*Stored rows:*
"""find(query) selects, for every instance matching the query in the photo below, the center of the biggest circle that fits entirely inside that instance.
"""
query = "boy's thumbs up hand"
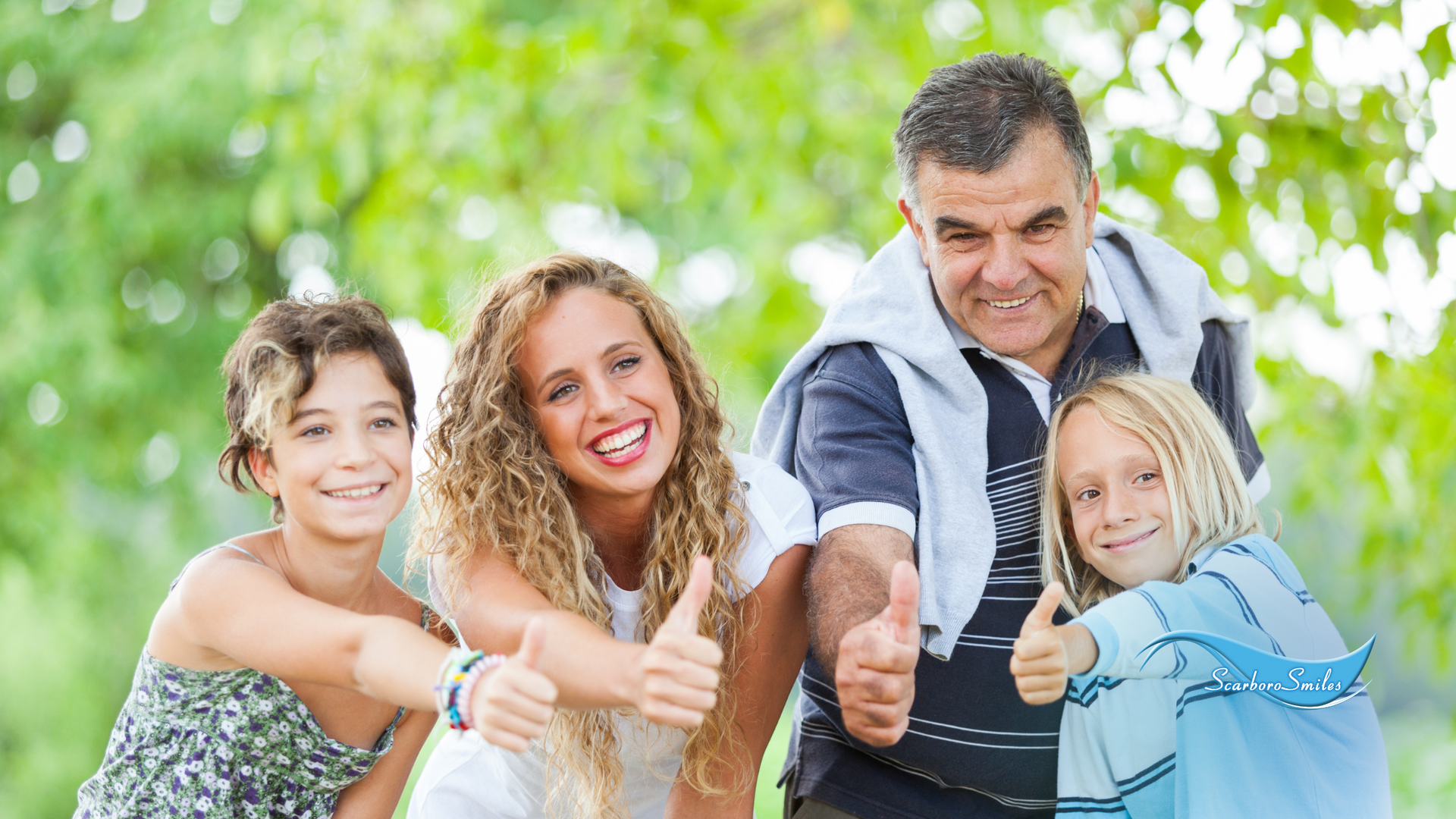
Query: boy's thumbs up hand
(513, 704)
(1040, 657)
(679, 670)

*Aim of the exercise:*
Leave out the pictures and return every record word for word.

*Solution for this exercise:*
"""find(query) selects, for every instance matching the query in the photo below, the center of the biggest circle that fits entirely inside that instance.
"""
query = "boy's thumbs up hand"
Query: boy's thumbs up hand
(513, 704)
(1040, 657)
(679, 670)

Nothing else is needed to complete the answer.